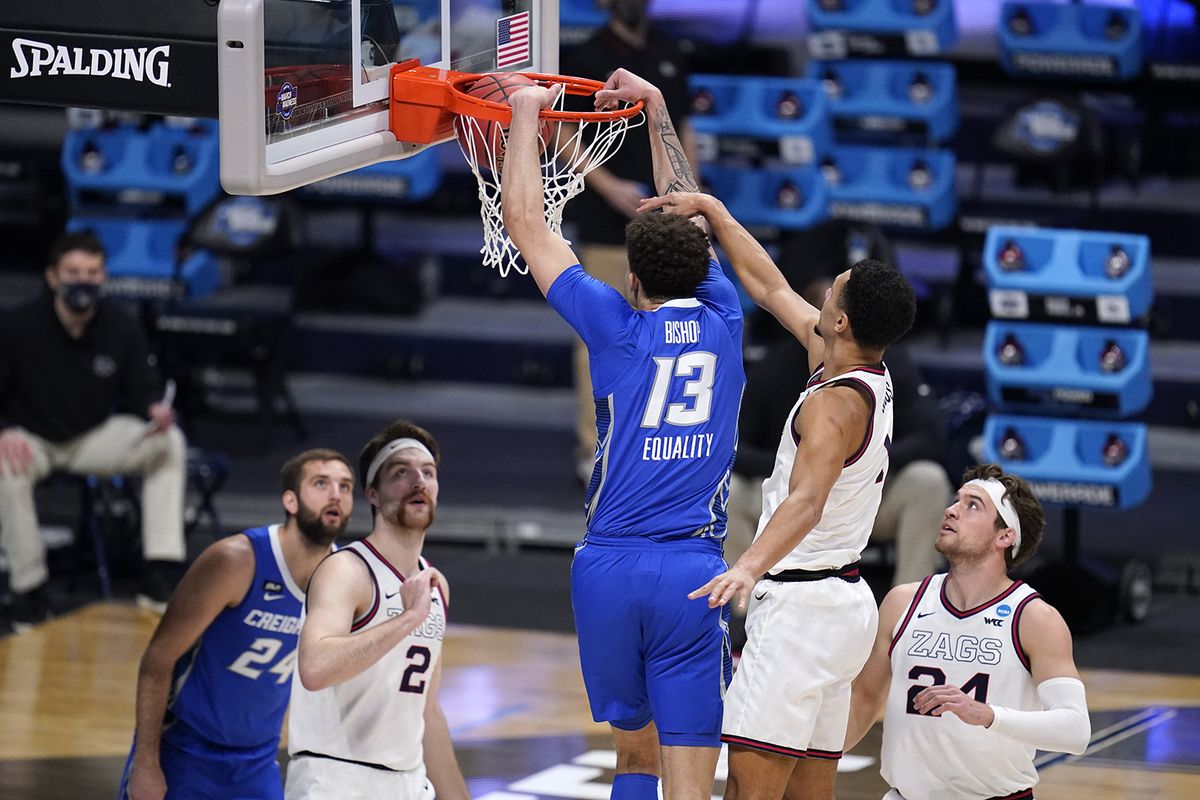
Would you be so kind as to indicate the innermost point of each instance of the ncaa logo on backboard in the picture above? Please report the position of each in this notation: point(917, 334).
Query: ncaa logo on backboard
point(286, 101)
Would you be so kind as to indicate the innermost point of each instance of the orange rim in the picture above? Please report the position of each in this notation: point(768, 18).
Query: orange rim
point(471, 106)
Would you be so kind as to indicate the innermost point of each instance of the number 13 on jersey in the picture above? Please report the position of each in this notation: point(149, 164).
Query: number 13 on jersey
point(699, 388)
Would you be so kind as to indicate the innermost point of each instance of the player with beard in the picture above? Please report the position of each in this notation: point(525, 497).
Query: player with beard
◆ ◆ ◆ ◆
**Göreviniz**.
Yukarıdaki öğelerin bütün satırlarını resimler hariç yeniden yazın. Yalnızca cevaplardaki nokta koordinatlarını 0,3 ile çarpın ve tam sayıya yuvarlayın (yarımlar yukarı).

**Yanıt**.
Would you be so kind as to indicate the innermost point of each instance of the ncaa logo on backboard in the picture above? Please report the position of each in this notation: point(917, 334).
Query: ncaa logo on backboard
point(86, 30)
Would you be so kind as to indicate the innermost point of each instance of the orange rim in the picture above? Please report the position of each in this notation: point(768, 18).
Query: orange rim
point(141, 32)
Would you be so kind as to indicate the innermost point of each instance of the number 13 on jersey in the picture above? Please report the position of each in this notation: point(149, 164).
Query: number 13 on jersey
point(210, 116)
Would you be so kind as to indicate the innermost point of each instance of the player with beard in the picture above? Please report the position of each in this notation: point(525, 497).
Query: player with beard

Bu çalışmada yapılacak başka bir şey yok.